> [練習問題]
- 1) 鍛冶修行の文章によると、G町には何時何分に着きましたか。
- 2) 鍛冶修行の文章を、「G町は非常に静かな町でした。」の語句から書き始め、「もう1軒有るだけだそうです。」まで書き直してください。その際、「朝市」を「夕市」に置き換えてください。

> [文書本文]
************
鍛冶作業記録

秋田での鍛冶修行  2003年8月20日〜22日

 8月末にアップしたものの焼き直しです。
 修行させていただいた鍛冶屋さんからの依頼があり、内容を訂正させていただきました。
(2003.09.25.)

第1日目

 8月16日から19日までの須賀川での鍛冶作業をした後、その足で秋田県 G町の『N製作所』に鍛冶の修行に行きました。須賀川からは420km位です。6時間と見積もって午後2時にお伺いする旨を伝えてありました。
 東北道「菅生PA」付近で衝突事故があり、白石IC〜仙台南IC間が通行止めとなり、慌てました・・・。白石ICでの約1kmの出口渋滞に30分近く待っていると、出口まで300mという所で通行止め解除となり、ラッキーでした。
 須賀川を出るときは雨でしたが、北上するにつれて青空が見られるようになり、久しぶりの晴れ間になんだかウキウキするものを感じました。
 G町には午後1時45分に到着、N君(熊公の勤める学校の卒業生)と会うことが出来ました。今回は師弟逆転、一から鍛冶作業を教えていただくことになります。「先生」とは言わないように「熊さん」と呼んでもらうようにました。
 G町は非常に静かな町でした。木材生産が盛んな町だったようです。そして、城下町。毎月2・5・7・0の付く日に朝市が立つ町で500年の歴史があるそうですが、人口は減り続けているそうです。10年前25000人だった町が現在では13000人位という話を聞きました。鍛冶屋の町G町は今は昔の話で、現在はN君の所と、もう1軒有るだけだそうです。
 好きな物はすぐに目に入ります。造り酒屋を見てワクワクしました。

 N君は熊公が新任の時の4年生でした。そして不思議なことに、中学は熊公のワイフが勤める学校に・・・。不思議な縁です。  もともと自動車開発の仕事をされていたのですが、鍛冶屋に転身されました。
 「怖いところもあるのですが・・・」と、言っていましたが、自分の作品を科学的に判断するため、金属顕微鏡で組織の状態を見たり、硬度試験や脱炭層の検査などしっかりデータを取り作業されています。また、全国の鍛冶屋さんを歩き研鑚を積んでいます。
************
(データセット抜粋)

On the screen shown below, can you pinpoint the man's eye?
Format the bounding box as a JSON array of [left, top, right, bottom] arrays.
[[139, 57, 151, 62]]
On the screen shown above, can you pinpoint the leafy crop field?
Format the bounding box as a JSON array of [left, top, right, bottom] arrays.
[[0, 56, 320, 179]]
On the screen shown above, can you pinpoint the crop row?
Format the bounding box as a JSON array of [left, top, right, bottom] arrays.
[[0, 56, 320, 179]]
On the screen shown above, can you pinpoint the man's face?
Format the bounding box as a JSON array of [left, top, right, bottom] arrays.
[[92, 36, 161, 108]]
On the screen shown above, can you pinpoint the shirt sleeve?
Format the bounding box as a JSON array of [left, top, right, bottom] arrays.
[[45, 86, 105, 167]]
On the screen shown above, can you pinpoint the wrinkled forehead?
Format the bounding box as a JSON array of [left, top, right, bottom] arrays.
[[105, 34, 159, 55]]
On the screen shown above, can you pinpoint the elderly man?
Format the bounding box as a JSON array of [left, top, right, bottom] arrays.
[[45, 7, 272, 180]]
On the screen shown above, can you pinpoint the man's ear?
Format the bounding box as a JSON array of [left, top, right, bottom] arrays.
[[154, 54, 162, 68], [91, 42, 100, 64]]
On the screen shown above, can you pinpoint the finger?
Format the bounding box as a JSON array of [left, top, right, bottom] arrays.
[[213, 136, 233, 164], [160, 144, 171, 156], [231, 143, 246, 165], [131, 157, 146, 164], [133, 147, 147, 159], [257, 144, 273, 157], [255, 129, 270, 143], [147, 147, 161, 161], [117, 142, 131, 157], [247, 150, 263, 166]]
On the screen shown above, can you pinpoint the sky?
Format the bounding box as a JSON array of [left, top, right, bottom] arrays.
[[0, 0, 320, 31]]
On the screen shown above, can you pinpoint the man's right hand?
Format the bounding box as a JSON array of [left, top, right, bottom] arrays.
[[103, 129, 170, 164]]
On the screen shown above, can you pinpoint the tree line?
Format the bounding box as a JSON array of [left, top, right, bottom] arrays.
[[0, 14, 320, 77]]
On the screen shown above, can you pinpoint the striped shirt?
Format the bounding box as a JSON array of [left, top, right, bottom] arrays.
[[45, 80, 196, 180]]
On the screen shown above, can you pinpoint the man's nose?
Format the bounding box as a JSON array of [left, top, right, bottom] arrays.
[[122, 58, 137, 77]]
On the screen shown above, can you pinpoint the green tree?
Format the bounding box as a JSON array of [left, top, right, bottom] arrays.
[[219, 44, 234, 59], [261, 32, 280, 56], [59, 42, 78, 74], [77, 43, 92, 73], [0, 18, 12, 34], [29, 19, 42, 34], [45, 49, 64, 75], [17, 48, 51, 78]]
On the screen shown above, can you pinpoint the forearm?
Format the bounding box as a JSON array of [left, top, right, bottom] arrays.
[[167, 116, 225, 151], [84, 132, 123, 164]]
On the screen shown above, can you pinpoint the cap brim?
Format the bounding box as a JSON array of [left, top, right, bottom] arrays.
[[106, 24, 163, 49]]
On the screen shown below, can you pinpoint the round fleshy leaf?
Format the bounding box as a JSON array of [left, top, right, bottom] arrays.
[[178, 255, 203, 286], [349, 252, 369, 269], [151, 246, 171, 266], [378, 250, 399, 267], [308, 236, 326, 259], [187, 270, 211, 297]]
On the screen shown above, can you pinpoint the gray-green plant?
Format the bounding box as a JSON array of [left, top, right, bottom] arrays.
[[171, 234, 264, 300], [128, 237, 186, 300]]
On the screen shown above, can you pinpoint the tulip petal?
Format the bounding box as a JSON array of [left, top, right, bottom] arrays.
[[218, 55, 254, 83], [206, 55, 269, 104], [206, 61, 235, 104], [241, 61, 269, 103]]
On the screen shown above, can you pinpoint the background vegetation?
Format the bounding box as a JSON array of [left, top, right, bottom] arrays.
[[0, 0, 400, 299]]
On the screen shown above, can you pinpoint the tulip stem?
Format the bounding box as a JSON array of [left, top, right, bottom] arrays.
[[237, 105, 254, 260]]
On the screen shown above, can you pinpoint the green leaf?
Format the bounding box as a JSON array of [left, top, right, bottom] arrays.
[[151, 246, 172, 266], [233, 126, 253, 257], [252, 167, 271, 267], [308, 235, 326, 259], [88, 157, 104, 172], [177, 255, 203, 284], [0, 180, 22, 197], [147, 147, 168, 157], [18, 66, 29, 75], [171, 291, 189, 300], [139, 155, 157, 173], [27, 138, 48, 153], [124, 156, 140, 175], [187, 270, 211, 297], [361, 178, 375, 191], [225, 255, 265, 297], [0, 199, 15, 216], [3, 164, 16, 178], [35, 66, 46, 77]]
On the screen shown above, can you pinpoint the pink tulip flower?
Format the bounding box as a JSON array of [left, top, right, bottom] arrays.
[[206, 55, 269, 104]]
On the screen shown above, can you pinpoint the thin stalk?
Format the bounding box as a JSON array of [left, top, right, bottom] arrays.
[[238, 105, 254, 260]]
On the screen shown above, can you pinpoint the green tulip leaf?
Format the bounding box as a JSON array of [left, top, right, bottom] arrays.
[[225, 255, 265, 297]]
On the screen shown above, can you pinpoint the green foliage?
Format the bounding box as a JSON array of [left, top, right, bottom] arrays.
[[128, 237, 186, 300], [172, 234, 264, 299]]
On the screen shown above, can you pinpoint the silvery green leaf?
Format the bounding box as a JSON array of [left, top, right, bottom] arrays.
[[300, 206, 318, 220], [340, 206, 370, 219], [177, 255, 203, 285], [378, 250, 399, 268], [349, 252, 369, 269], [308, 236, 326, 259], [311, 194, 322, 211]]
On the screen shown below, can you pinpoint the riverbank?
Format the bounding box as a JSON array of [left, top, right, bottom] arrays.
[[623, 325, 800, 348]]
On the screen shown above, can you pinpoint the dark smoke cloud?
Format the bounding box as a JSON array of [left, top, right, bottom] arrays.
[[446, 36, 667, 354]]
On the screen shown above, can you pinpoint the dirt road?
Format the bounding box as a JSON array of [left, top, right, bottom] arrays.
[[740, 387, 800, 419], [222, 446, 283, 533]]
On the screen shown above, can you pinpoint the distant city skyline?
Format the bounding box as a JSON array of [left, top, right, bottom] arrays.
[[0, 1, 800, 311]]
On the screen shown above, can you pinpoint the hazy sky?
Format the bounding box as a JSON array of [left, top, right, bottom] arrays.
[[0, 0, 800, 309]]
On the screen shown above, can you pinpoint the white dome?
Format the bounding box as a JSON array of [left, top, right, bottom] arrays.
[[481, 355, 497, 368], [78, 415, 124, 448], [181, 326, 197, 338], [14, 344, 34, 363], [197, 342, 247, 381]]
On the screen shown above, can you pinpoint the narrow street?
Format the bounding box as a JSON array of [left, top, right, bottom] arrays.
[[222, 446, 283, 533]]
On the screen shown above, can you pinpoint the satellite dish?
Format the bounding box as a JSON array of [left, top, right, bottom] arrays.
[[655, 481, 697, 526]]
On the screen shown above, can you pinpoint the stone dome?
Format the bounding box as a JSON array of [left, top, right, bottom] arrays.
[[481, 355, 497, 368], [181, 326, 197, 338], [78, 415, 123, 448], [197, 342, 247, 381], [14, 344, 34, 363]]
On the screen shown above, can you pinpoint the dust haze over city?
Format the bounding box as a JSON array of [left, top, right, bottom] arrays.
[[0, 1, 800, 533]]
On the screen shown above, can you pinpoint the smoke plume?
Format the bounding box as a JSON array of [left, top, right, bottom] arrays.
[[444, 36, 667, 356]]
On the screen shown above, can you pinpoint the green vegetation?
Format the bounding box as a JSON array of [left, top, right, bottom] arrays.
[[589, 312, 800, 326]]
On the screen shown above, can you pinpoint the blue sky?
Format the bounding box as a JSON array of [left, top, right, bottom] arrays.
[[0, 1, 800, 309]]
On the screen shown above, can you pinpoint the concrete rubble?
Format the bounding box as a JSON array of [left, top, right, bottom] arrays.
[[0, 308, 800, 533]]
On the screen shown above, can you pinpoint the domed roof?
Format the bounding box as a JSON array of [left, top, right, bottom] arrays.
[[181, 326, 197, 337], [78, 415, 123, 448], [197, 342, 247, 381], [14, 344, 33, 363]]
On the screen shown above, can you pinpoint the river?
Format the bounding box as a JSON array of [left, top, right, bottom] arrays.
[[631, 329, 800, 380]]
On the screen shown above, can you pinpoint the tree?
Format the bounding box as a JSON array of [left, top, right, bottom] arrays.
************
> [問題別の解答]
- 1) 午後1時45分です。

- 2)
G町は非常に静かな町でした。木材生産が盛んな町だったようです。そして、城下町。毎月2・5・7・0の付く日に夕市が立つ町で500年の歴史があるそうですが、人口は減り続けているそうです。10年前25000人だった町が現在では13000人位という話を聞きました。鍛冶屋の町G町は今は昔の話で、現在はN君の所と、もう1軒有るだけだそうです。